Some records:
---+---
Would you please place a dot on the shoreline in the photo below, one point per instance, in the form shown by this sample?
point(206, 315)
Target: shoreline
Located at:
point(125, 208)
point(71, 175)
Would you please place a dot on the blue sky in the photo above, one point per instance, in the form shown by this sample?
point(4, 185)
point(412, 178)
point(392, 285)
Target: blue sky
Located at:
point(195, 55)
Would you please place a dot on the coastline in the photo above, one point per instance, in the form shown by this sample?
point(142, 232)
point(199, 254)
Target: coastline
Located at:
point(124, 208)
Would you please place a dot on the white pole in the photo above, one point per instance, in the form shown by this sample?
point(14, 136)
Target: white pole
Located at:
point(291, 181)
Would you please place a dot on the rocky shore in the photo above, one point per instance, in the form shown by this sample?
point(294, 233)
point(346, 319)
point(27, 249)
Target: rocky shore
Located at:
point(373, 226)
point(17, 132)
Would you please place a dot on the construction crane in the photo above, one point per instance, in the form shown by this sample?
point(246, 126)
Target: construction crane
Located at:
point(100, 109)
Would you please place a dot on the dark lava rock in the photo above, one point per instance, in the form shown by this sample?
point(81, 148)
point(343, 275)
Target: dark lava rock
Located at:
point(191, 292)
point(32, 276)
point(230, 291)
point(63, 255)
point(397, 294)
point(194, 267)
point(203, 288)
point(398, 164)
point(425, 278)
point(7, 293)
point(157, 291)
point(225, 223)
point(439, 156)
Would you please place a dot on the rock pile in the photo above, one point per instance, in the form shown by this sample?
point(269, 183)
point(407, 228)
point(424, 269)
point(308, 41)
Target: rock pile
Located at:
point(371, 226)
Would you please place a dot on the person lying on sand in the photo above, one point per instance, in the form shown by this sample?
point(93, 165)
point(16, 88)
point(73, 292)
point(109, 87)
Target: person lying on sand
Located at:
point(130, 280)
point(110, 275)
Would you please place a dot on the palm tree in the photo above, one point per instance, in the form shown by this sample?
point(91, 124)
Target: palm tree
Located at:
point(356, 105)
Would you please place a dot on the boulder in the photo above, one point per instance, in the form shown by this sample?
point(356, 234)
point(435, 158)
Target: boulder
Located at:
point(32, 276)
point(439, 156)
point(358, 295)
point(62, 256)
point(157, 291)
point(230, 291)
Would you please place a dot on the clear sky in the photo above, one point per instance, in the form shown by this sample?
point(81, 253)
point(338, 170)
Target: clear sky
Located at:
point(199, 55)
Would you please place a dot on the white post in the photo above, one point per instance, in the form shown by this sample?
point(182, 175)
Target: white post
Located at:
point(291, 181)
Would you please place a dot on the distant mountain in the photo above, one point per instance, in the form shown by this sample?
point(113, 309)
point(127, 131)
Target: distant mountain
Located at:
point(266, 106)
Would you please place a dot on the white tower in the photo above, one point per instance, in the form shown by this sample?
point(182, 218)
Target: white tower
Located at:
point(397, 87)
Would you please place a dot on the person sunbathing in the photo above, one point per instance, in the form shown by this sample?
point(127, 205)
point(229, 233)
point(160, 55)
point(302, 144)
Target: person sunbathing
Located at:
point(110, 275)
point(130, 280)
---+---
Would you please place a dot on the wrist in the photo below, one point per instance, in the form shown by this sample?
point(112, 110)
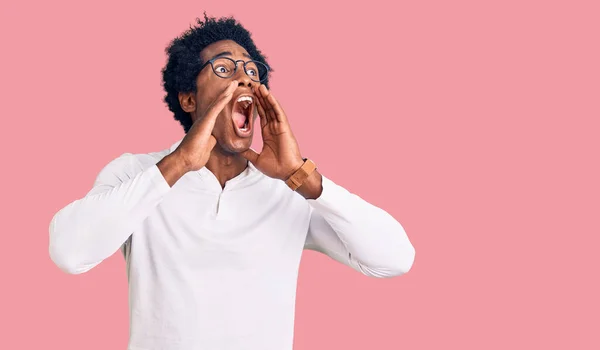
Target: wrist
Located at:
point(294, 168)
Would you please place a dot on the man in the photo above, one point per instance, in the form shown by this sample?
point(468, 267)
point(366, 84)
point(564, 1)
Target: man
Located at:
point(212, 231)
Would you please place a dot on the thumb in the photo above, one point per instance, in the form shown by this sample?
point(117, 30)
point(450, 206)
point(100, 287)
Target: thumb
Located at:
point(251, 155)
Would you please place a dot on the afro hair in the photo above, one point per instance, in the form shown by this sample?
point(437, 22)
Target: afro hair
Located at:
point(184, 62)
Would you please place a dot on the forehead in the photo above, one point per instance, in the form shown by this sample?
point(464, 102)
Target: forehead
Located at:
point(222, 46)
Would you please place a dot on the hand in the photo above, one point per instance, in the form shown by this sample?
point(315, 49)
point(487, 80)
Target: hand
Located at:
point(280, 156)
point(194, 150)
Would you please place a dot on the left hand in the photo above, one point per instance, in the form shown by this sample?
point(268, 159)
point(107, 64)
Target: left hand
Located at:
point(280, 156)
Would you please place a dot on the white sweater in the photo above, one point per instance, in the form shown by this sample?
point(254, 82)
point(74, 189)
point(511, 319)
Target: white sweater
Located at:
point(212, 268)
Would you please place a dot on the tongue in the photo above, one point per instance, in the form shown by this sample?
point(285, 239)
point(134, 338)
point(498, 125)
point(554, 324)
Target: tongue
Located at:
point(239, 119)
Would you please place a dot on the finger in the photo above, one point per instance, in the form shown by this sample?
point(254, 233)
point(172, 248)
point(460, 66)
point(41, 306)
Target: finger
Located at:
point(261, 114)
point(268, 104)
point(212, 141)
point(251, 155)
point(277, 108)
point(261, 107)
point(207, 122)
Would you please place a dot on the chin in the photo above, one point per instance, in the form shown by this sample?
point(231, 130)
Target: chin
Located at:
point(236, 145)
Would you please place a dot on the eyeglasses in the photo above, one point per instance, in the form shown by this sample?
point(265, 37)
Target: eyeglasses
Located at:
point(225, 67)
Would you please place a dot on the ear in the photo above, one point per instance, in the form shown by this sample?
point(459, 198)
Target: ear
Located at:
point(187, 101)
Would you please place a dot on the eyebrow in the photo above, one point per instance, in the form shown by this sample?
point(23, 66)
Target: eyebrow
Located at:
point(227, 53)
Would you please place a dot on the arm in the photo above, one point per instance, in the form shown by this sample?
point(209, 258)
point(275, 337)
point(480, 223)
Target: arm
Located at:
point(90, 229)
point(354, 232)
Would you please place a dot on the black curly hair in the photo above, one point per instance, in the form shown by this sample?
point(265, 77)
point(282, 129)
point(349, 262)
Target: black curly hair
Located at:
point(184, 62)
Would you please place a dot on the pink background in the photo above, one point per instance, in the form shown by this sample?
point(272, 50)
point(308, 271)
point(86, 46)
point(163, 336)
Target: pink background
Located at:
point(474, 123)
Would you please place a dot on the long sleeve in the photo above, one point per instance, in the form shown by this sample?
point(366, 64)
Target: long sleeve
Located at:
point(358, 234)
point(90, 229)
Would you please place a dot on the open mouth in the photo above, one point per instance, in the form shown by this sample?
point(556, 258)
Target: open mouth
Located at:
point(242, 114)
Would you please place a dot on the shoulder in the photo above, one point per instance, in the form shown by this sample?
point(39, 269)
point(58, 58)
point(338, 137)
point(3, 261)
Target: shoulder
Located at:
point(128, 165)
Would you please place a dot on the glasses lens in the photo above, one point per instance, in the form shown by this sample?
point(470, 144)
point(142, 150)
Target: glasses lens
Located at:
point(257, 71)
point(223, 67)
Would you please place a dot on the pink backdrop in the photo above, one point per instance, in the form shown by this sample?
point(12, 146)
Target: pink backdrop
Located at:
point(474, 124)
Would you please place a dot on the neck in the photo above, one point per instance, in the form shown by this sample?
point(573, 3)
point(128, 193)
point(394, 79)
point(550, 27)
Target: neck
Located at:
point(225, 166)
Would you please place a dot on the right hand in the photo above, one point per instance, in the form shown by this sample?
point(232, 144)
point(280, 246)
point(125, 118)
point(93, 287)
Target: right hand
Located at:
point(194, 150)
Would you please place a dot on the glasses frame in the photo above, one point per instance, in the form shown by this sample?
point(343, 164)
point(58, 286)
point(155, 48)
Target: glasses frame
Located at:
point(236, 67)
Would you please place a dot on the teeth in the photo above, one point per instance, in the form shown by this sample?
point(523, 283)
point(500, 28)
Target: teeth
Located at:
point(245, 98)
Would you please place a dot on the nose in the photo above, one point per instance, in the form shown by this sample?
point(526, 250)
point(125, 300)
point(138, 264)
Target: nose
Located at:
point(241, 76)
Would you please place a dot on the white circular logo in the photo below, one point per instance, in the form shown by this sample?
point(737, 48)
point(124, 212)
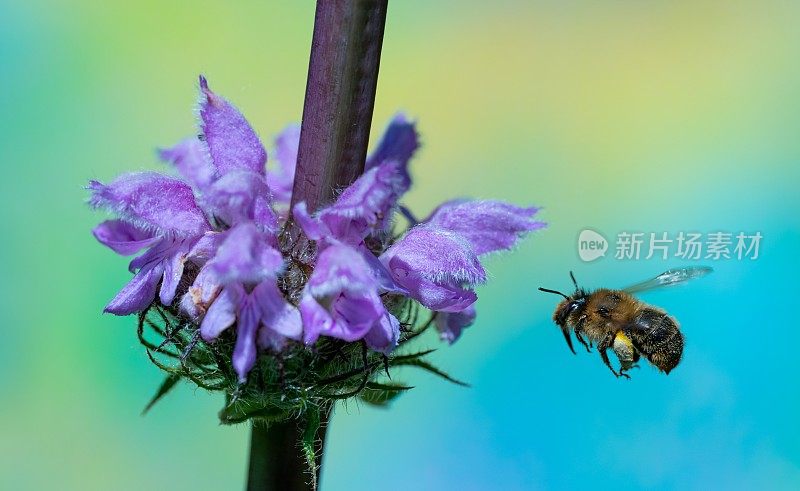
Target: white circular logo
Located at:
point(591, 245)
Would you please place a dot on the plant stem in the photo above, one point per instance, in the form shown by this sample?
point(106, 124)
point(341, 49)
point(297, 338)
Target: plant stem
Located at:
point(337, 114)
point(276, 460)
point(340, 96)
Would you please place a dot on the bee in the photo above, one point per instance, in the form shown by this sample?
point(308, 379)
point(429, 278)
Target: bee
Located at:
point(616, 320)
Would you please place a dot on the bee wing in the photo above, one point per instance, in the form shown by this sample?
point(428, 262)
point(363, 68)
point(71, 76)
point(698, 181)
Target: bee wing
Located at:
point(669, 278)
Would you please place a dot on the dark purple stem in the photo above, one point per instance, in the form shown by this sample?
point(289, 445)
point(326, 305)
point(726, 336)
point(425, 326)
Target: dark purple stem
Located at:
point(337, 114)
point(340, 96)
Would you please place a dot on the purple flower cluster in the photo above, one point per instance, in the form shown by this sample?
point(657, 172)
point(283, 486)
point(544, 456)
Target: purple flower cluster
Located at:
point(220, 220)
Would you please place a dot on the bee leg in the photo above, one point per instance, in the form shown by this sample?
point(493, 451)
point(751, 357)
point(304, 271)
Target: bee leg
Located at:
---+---
== TASK BRIEF ==
Could you copy, word for word, the lines of the records starting with the line containing "Would you please place a dot on the white tower" and going on through the line containing "point(397, 87)"?

== WRITTEN SOLUTION ==
Would you please place a dot on the white tower in the photo above, one point per instance, in the form shown by this sample?
point(182, 218)
Target: white tower
Located at:
point(397, 87)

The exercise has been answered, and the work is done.